— Source extract —
━━━━━━

Who among us has not had that late night hankering for some fast food?  Recently I was picking up some West Coast visitors from the airport and decided to treat them to a local Southern treat before we called it a night.  I was amazed at the number of people who had a similar idea, so at midnight, I settled into 10th place in the drive-thru line at a purportedly tasty chicken QSR to grab a snack for all of us.  I’m the patient type, and I had good company, so I waited the 30 minutes that it took to get the turn to place my order.  I just didn’t realize what was in store for me.

I finally inched up one car short of the squawk box and was greeted with one of the craziest drive-thru menu boards I’ve ever seen.  It’s a huge menu, but I’m not sure why – they only serve fried chicken, fish, and a handful of sides.  The menu board had at least 50 variations of chicken combinations and then repeated similar combinations for fish items.  The most prominently placed items were the 200, 100, and 50 piece options.  Really?  Who orders a catering spread through the drive-thru?  Certainly nobody that I watched that evening.  And who needs to have every possible combination of meat, sizes, sides, and bread spelled out for them?  I’m guessing very few visitors look forward to that War and Peace reading lesson.

As they say in our favorite car dealer radio ads, “wait … there’s more!”  The backlit menu board actually had tape over the original backlit prices, so nobody could see what the prices were for the endless array of meal combinations they offered.  Yes, duct tape.  With black writing on the tape.  Needless to say, everyone in line was reliant on the cashier to tell them how much they were spending.  And the glacier-like pace of the drive-thru line reflected everyone’s confusion and displeasure.

I admit that I have a professional bias.  My business focuses on digital menu boards and digital merchandisers.  Most restaurants are considering digital menu boards for restaurant patrons that come in the door.  They understand the ROI, efficiency, and visual attraction inside the restaurant.  But what about outside?  What about the 70% of the customers that never get out of their car?  What kind of impression do they get?  How inefficient is the process, and how much revenue/margin is that costing the restaurant?  Add all that together, and you can make a pretty good case for professionally outfitting your drive-thru, regardless of the cost of the technology.

━━━━━━

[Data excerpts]
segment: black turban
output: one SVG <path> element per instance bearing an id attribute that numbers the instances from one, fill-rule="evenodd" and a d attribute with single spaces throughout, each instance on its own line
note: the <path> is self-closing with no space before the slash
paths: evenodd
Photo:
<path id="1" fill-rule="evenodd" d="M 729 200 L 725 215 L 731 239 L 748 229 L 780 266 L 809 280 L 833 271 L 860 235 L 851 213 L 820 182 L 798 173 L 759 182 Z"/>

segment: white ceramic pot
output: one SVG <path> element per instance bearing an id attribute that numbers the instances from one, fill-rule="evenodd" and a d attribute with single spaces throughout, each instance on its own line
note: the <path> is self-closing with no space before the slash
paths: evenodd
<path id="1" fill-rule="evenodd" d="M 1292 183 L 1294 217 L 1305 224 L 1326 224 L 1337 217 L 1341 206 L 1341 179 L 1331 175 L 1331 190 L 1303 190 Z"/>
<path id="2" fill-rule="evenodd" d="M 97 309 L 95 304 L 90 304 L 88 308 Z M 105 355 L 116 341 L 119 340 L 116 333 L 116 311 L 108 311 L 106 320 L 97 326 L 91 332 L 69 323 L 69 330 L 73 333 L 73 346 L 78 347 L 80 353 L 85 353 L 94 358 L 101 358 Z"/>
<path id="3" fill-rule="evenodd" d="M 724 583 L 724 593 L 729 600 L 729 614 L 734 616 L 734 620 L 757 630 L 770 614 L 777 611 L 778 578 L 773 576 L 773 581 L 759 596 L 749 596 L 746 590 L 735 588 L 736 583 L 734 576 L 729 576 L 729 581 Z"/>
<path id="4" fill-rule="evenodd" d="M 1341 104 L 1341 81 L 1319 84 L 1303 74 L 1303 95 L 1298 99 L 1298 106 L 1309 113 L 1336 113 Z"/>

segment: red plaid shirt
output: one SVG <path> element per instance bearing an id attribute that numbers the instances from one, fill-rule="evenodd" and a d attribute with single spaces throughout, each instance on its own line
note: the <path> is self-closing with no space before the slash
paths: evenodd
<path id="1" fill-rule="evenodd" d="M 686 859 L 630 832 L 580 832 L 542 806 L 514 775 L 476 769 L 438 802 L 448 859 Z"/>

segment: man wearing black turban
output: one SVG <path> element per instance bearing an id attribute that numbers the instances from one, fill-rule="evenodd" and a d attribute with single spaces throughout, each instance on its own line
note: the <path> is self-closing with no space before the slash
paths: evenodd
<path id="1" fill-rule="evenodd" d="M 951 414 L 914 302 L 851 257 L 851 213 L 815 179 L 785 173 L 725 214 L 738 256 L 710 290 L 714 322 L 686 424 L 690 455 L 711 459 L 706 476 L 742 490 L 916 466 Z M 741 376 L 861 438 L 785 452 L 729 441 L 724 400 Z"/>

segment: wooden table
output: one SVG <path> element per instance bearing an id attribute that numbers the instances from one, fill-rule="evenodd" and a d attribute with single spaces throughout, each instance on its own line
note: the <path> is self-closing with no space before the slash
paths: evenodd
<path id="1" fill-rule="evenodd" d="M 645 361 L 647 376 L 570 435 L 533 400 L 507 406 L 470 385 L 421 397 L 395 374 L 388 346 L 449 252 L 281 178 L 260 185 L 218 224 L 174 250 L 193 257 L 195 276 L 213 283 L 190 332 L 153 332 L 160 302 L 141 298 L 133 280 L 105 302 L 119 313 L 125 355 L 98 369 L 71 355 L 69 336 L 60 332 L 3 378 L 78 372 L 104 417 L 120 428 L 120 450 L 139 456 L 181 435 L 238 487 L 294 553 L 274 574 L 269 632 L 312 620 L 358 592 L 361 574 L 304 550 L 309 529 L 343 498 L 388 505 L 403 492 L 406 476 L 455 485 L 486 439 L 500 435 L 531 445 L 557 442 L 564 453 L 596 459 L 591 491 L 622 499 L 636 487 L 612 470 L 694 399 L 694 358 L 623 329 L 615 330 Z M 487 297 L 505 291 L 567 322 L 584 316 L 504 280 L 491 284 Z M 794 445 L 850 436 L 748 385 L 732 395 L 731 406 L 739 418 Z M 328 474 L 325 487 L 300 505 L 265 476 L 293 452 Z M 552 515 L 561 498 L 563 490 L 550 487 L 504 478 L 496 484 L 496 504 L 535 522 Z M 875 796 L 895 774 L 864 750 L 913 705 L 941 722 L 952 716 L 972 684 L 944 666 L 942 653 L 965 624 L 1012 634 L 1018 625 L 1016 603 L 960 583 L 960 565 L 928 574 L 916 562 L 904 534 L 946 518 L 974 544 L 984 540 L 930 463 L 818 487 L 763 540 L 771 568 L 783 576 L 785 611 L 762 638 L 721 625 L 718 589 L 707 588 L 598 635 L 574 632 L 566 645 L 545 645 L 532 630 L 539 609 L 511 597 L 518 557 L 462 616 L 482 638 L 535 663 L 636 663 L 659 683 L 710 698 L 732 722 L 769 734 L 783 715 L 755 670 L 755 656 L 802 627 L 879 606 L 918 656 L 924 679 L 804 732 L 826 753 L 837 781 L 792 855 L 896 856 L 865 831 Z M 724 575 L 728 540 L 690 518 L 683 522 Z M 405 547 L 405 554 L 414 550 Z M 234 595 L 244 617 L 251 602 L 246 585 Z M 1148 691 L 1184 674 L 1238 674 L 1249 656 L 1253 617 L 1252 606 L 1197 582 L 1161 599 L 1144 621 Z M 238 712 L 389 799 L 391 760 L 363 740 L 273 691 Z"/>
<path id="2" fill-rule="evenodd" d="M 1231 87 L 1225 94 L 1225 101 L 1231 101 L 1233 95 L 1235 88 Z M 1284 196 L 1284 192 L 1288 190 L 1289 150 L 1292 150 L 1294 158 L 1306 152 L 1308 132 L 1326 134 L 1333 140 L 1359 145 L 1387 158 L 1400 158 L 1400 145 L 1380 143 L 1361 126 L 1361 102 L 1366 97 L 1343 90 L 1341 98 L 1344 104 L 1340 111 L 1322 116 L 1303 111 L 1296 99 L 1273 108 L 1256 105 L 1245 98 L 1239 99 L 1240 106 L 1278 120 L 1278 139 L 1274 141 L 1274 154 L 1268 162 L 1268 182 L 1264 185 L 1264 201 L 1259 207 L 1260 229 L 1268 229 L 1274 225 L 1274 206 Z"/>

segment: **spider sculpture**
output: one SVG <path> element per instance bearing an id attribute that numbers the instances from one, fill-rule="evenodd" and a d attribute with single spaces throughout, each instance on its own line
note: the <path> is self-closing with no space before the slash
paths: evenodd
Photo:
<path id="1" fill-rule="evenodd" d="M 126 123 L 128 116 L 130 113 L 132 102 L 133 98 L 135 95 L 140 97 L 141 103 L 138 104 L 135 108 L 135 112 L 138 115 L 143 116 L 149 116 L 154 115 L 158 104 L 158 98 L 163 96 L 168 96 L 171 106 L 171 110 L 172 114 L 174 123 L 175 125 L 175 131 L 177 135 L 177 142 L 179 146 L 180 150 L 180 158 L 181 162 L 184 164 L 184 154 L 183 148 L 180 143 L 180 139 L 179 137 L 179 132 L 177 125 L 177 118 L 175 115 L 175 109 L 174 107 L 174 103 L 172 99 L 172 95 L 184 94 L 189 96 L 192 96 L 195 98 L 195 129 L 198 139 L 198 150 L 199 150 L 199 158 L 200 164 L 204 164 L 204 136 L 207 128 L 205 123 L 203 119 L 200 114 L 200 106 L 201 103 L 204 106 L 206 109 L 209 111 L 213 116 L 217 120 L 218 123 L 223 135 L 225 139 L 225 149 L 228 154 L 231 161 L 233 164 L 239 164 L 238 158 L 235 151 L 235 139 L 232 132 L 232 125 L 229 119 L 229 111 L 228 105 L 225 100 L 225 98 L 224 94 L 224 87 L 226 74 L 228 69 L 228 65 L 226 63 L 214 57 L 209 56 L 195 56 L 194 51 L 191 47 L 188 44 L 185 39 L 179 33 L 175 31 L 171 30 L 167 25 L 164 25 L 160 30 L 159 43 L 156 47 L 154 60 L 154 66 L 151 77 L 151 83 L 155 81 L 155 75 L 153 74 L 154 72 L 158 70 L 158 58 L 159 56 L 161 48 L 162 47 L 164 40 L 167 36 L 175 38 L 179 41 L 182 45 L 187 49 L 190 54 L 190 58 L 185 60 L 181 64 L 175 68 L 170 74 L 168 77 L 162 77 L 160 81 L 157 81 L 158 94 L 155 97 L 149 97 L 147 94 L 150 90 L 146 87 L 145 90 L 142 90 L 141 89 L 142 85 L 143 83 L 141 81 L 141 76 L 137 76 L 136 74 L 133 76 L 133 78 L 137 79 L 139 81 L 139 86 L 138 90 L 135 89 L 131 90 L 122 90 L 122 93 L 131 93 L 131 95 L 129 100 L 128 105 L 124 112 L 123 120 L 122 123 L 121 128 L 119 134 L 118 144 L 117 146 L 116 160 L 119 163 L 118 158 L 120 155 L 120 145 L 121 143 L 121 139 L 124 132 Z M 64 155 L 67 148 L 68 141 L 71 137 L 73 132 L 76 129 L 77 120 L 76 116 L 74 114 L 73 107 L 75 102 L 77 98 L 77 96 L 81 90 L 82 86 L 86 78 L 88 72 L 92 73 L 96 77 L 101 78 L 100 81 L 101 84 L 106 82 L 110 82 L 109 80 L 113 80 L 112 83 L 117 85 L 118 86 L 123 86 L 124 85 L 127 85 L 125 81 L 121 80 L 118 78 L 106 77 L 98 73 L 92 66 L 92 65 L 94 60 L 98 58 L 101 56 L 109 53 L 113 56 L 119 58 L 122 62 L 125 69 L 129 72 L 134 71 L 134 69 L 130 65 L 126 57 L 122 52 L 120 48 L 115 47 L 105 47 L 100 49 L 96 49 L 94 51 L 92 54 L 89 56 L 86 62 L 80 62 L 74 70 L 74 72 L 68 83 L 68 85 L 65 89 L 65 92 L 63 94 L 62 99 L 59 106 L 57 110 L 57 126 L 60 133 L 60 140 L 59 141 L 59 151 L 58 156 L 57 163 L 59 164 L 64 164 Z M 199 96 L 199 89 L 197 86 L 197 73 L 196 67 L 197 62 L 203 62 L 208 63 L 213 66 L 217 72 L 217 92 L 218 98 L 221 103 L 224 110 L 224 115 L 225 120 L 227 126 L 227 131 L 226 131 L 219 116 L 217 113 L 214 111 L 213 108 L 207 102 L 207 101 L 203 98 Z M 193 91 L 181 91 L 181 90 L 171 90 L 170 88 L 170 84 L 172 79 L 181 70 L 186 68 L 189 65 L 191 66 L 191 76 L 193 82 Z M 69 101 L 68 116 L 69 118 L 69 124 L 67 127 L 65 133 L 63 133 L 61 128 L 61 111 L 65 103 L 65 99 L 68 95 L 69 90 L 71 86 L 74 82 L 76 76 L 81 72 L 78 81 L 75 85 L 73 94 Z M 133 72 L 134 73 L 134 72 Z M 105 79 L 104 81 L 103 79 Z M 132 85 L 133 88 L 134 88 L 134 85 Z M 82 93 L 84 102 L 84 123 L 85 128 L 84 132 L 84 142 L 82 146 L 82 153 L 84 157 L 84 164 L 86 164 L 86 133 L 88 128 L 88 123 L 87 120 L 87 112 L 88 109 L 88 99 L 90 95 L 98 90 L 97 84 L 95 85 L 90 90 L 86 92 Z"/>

━━━━━━

— Actions to take —
1. Rewrite the part of the drive-thru article starting with "I finally inched" and going on through "Peace reading lesson.", replacing "fried chicken" with "grilled chicken".
2. According to the drive-thru article, how long was the wait before the order could be placed?

— Answers by item number —
1.
I finally inched up one car short of the squawk box and was greeted with one of the craziest drive-thru menu boards I’ve ever seen.  It’s a huge menu, but I’m not sure why – they only serve grilled chicken, fish, and a handful of sides.  The menu board had at least 50 variations of chicken combinations and then repeated similar combinations for fish items.  The most prominently placed items were the 200, 100, and 50 piece options.  Really?  Who orders a catering spread through the drive-thru?  Certainly nobody that I watched that evening.  And who needs to have every possible combination of meat, sizes, sides, and bread spelled out for them?  I’m guessing very few visitors look forward to that War and Peace reading lesson.

2. 30 minutes